▶ **Aim**
Quote, exactly, the line holding "Task: point out each instance of the red t-shirt" and all lines after it to the end of the records below. Exclude pictures.

(Dataset rows on where objects appear)

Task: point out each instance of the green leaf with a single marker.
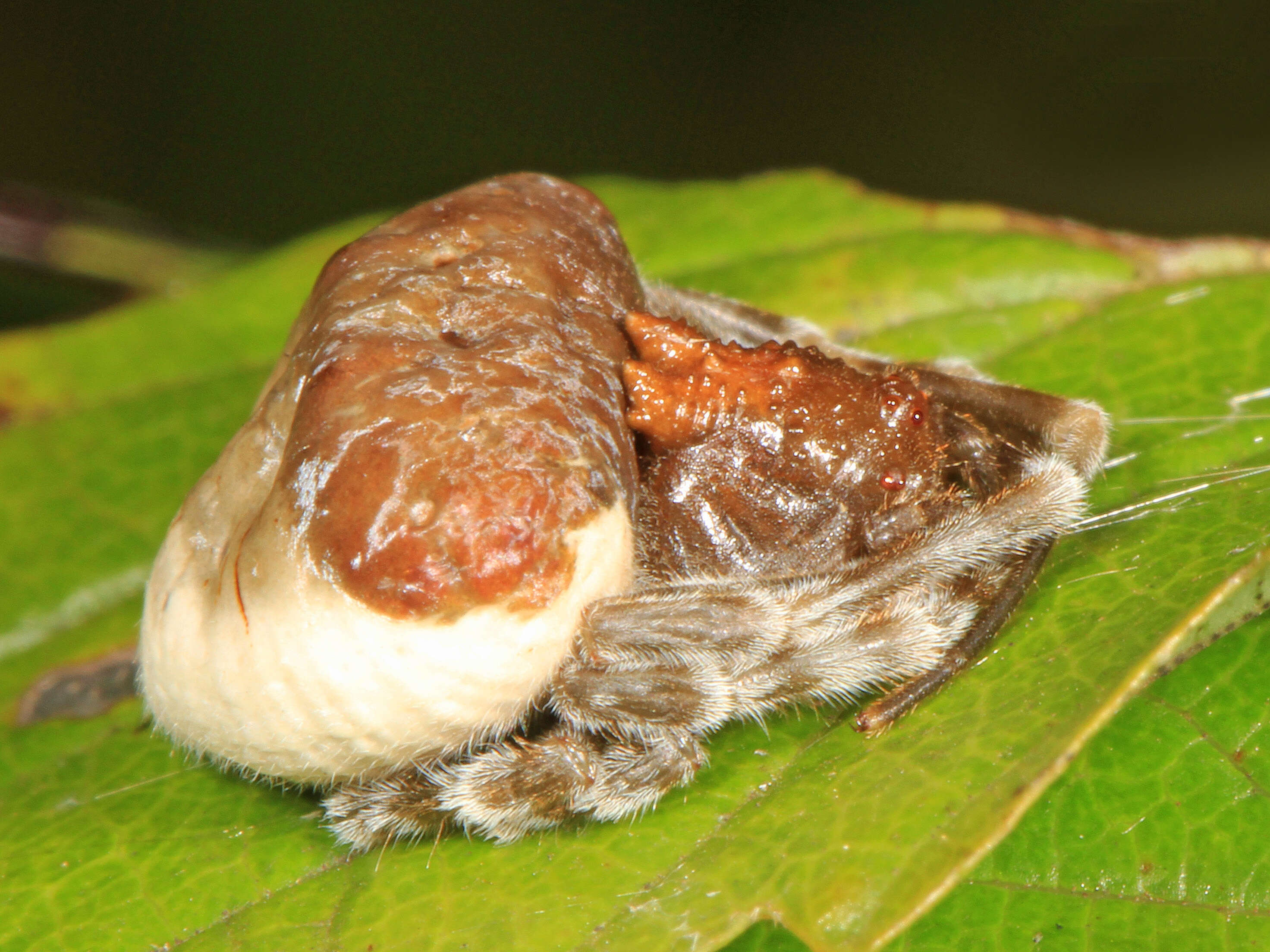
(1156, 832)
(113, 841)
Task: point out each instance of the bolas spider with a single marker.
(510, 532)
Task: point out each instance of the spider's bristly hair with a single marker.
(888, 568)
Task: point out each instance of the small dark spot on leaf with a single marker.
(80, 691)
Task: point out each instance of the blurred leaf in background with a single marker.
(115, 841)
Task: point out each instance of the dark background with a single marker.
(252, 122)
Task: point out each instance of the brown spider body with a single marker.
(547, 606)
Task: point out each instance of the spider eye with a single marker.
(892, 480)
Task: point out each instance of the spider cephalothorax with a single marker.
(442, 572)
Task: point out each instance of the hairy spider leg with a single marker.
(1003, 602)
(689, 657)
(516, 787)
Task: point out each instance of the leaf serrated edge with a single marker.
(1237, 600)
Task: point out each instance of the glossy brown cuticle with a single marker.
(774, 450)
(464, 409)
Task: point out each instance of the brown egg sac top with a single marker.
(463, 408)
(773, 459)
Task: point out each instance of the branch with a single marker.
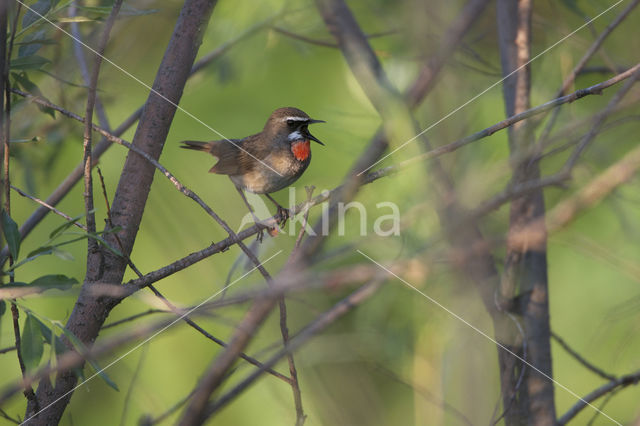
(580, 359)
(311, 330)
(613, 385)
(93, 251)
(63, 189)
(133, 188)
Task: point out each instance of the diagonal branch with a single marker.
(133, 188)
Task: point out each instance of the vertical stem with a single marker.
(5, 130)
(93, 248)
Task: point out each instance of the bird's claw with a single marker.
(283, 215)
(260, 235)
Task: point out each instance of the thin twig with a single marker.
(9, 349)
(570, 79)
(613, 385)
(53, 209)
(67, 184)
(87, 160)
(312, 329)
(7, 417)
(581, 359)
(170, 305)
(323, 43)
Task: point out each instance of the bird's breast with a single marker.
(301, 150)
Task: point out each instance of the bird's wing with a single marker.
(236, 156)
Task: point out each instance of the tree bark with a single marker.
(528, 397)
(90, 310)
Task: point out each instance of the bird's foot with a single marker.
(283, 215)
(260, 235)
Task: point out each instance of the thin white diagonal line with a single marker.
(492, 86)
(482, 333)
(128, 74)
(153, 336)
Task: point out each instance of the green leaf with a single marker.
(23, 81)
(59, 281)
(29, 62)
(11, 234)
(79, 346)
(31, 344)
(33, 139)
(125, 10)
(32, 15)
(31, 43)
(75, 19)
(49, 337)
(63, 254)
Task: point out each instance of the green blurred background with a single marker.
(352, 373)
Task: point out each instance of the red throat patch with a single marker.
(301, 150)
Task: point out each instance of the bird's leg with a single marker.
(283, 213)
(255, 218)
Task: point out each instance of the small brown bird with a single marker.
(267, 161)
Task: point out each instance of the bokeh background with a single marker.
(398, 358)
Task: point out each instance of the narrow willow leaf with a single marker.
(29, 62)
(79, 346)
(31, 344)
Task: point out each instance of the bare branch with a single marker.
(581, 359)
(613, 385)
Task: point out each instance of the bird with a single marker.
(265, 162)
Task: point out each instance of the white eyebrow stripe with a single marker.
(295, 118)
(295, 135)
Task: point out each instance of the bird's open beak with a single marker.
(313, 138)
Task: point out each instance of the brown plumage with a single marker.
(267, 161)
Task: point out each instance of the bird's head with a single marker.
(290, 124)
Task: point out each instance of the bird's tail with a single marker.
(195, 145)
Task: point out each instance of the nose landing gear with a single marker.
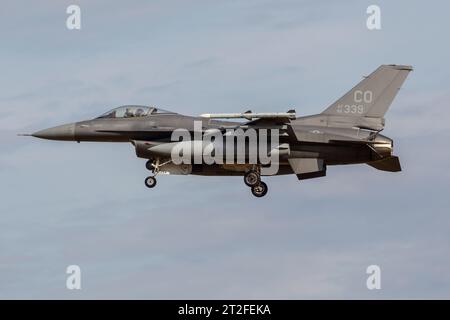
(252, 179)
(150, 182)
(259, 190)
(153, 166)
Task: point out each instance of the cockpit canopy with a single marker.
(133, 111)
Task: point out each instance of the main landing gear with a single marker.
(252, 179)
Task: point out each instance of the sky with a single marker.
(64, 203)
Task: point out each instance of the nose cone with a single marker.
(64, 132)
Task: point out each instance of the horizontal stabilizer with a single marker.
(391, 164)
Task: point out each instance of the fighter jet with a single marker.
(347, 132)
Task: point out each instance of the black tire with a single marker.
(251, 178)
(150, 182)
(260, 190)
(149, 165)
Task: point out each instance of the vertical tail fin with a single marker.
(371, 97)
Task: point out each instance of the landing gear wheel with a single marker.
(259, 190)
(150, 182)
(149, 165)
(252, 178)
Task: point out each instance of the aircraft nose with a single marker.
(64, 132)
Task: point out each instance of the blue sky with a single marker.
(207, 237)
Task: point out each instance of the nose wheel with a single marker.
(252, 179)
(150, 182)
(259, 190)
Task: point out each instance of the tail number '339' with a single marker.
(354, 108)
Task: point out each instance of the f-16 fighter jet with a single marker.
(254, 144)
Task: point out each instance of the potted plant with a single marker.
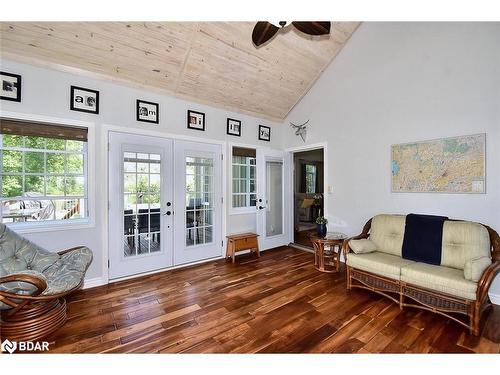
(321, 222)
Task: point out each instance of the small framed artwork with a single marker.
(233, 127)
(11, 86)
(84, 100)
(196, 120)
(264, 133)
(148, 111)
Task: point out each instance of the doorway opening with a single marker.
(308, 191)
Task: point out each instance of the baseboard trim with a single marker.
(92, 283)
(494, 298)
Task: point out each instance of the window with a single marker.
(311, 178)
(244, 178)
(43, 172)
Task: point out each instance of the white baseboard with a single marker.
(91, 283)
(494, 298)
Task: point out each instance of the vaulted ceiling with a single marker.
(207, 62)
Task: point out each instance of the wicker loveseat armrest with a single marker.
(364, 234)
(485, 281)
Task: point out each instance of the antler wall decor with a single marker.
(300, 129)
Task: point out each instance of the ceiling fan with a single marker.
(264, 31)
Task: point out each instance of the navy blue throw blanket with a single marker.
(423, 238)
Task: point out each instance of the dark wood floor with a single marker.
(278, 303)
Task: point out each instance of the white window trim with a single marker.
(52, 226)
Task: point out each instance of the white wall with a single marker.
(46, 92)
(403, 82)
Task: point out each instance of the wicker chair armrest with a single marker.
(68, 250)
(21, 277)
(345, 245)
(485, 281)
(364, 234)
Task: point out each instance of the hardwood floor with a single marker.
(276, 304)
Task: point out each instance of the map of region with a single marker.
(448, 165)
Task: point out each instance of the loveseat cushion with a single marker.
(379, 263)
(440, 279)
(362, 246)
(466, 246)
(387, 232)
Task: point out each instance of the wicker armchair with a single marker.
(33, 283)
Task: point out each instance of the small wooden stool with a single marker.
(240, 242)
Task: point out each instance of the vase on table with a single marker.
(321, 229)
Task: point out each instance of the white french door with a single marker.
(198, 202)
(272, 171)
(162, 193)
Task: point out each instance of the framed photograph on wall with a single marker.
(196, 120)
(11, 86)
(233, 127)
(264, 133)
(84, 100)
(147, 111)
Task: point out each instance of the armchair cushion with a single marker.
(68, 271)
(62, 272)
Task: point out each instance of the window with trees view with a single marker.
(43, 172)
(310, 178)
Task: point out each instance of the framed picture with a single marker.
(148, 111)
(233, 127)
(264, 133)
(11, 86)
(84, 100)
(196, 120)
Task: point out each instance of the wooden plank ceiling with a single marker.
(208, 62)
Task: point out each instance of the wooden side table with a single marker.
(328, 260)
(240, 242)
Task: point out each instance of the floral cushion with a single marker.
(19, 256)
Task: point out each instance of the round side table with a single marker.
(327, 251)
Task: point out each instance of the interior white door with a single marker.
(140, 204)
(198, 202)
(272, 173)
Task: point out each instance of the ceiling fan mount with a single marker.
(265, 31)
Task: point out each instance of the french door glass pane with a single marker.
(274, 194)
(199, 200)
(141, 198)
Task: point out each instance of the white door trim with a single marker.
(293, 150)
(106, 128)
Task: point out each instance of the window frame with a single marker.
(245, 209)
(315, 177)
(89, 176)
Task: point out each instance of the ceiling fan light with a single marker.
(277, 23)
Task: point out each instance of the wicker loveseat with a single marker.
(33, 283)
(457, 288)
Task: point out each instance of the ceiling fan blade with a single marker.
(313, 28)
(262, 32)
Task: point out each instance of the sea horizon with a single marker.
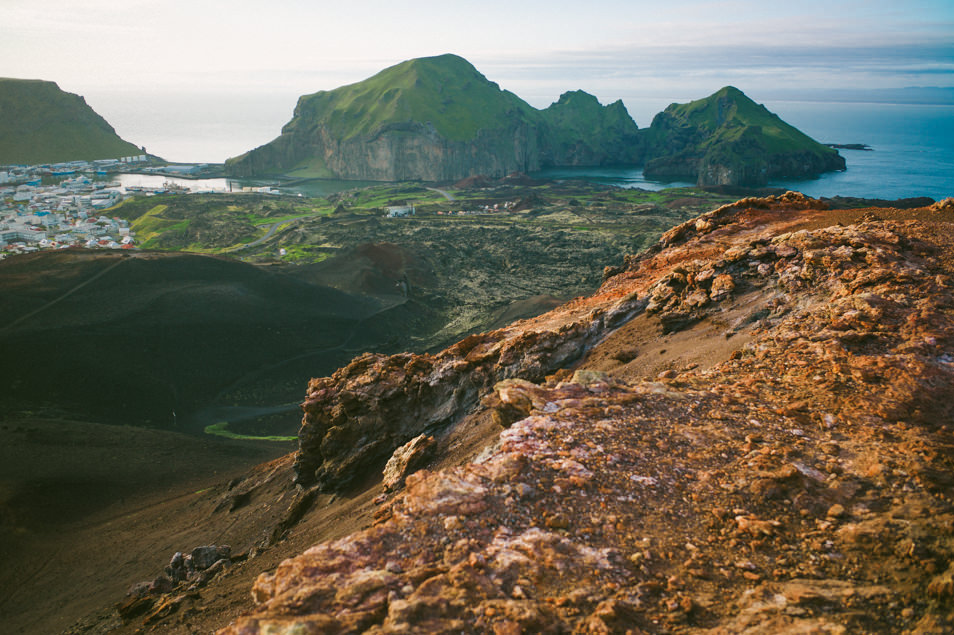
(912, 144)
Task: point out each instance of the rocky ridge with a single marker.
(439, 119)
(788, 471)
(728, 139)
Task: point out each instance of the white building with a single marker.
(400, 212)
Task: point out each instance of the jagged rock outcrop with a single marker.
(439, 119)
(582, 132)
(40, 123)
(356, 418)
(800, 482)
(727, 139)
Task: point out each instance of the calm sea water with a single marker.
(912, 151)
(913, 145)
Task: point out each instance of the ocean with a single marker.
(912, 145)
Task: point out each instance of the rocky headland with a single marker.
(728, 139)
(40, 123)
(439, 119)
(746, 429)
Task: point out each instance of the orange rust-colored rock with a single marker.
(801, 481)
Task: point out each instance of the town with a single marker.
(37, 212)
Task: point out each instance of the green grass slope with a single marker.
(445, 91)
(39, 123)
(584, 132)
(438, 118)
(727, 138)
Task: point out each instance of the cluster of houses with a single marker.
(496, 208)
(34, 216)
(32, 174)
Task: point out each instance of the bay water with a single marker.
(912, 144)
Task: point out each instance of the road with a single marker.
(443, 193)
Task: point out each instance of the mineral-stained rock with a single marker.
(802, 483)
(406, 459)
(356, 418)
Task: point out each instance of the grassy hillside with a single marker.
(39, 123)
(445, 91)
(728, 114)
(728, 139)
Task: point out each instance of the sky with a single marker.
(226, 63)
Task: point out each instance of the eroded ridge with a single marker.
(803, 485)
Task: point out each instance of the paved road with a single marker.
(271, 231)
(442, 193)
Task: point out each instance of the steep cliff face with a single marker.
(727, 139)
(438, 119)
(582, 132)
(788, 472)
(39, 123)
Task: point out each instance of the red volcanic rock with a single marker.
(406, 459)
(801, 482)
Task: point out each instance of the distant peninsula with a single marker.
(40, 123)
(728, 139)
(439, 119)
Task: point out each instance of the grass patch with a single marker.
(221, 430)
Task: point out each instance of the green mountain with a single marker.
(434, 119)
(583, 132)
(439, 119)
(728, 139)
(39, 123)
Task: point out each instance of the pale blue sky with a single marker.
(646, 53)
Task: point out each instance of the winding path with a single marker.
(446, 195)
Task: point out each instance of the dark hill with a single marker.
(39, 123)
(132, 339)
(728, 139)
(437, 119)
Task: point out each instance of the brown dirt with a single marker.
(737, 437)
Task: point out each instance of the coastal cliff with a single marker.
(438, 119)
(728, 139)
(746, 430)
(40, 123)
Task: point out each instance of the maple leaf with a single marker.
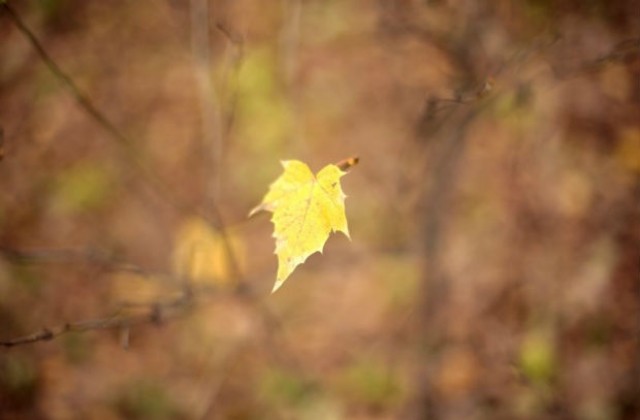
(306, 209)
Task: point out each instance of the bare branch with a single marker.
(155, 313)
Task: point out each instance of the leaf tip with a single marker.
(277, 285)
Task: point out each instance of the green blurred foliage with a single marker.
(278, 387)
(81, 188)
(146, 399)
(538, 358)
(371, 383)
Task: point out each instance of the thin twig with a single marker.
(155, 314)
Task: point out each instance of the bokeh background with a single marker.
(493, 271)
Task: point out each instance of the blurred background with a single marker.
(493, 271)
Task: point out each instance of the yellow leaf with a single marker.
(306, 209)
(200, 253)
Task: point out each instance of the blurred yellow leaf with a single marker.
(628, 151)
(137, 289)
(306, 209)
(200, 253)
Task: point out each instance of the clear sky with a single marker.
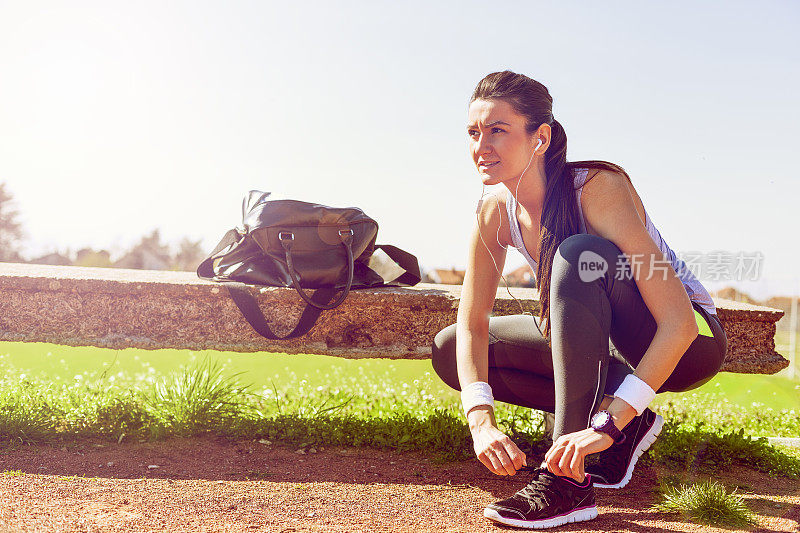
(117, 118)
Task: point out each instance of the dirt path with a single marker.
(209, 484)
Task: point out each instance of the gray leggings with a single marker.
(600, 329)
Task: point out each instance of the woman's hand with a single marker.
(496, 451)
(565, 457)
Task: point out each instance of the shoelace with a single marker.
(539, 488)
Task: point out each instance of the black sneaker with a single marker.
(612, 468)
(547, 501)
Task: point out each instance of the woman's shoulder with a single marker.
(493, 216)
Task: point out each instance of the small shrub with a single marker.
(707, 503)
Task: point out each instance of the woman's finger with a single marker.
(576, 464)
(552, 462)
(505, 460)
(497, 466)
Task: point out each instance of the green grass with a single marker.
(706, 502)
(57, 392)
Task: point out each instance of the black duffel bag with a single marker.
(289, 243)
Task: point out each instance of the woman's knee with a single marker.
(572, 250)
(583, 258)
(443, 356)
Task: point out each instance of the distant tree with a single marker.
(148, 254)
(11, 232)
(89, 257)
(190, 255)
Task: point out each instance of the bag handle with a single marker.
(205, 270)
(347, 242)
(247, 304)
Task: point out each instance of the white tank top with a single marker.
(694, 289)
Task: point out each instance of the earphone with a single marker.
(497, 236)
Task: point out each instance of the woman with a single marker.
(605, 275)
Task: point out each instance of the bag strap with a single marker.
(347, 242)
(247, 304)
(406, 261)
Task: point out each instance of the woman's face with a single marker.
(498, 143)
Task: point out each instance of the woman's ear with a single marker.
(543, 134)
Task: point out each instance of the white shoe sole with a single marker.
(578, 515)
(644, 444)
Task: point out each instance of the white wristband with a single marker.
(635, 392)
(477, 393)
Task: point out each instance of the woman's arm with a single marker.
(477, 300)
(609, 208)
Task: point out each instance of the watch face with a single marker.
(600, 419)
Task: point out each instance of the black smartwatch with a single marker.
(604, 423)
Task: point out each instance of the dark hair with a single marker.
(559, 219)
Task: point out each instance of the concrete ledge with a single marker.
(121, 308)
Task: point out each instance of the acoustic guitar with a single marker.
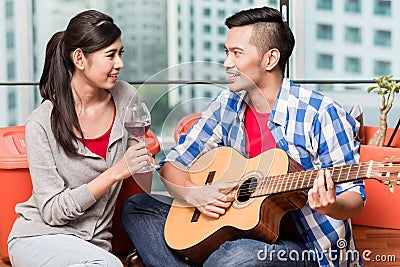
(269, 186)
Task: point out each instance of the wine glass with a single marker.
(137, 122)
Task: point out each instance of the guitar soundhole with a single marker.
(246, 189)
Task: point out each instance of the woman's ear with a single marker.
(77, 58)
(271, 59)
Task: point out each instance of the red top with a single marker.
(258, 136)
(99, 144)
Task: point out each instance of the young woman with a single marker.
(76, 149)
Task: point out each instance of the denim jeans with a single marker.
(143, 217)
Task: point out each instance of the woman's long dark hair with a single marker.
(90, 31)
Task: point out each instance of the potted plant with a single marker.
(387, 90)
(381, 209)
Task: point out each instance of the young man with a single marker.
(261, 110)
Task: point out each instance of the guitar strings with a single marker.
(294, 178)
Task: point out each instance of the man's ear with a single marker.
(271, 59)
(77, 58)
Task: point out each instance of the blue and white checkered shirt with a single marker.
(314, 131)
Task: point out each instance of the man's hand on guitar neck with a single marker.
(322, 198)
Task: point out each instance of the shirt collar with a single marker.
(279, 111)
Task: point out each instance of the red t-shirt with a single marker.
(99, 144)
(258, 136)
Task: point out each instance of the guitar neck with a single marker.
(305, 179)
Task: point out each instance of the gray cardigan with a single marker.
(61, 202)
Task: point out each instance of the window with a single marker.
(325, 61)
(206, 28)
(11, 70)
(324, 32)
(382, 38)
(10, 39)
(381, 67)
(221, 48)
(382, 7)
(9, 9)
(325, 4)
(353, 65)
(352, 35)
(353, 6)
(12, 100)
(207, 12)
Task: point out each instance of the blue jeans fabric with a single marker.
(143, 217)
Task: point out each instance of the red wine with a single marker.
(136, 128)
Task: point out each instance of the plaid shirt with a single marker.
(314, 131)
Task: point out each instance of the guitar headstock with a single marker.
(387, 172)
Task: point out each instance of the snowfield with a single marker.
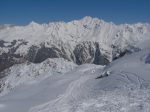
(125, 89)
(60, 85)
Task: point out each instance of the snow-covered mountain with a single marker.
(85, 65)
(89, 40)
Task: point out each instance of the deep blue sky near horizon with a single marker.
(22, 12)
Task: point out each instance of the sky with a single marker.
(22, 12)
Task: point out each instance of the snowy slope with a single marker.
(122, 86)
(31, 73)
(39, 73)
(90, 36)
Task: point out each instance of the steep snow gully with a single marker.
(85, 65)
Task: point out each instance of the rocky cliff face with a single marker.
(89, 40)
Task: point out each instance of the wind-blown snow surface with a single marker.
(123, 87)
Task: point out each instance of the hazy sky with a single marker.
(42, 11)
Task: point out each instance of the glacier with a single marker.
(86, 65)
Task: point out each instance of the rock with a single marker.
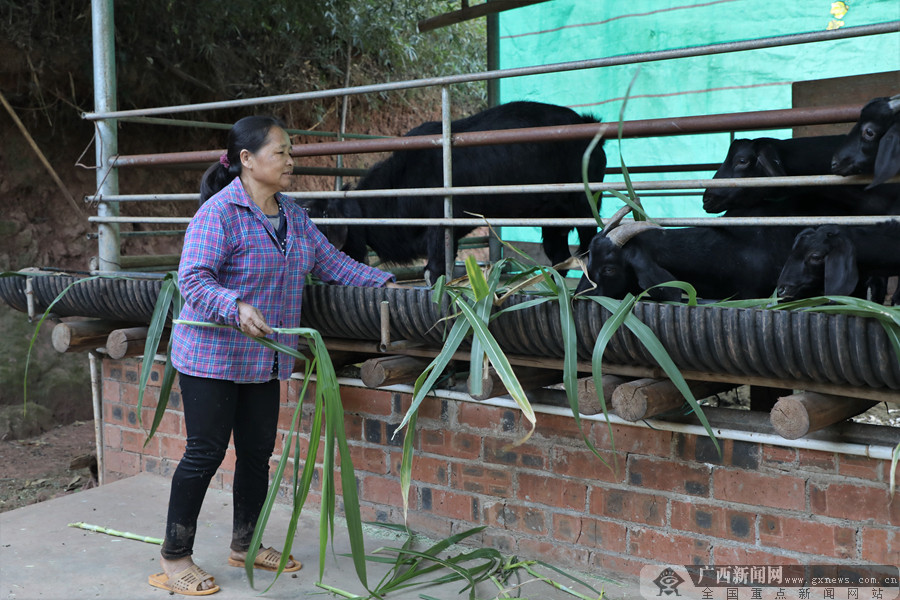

▶ **Output**
Task: point out each instance of the red t-shirt with a single marker.
(99, 144)
(258, 136)
Task: point out each instance of the guitar neck with a single marker.
(305, 179)
Task: point out each instance of the gray cardigan with a single marker.
(61, 202)
Task: point out each instance of the window with a single marker.
(325, 61)
(206, 28)
(11, 70)
(324, 32)
(382, 38)
(10, 39)
(381, 67)
(221, 48)
(382, 7)
(9, 9)
(325, 4)
(353, 65)
(352, 35)
(353, 6)
(12, 100)
(207, 12)
Task: point out each instance of the blue jeans fabric with a single marker.
(143, 217)
Task: point out each instance of the red wine with a single marker.
(136, 128)
Task: point out each instance of the plaid shirt with a single marker.
(314, 131)
Task: point out each instance of the guitar headstock with a single marker.
(387, 172)
Task: point out each instance of the snowfield with a single marker.
(125, 89)
(60, 85)
Task: point out each instance of the snow-covered mountain with a single marker.
(85, 65)
(89, 40)
Task: point out each instance of the deep blue sky near horizon with a single marker.
(22, 12)
Task: point out each instance of the sky with a single marker.
(22, 12)
Task: point out each instance of the snowy slope with a single marker.
(122, 86)
(31, 73)
(39, 73)
(90, 36)
Task: point out each instance of the steep snow gully with a single marker.
(85, 65)
Task: point out each instance of the rocky cliff face with a single marker.
(89, 40)
Task: point out each instance of the wind-blown snow surface with a single marker.
(123, 87)
Task: point out each instance of the hazy sky with a single marker.
(42, 11)
Task: point out each instance of the glacier with a single marker.
(86, 65)
Task: point out each instance of the rock with a single marker.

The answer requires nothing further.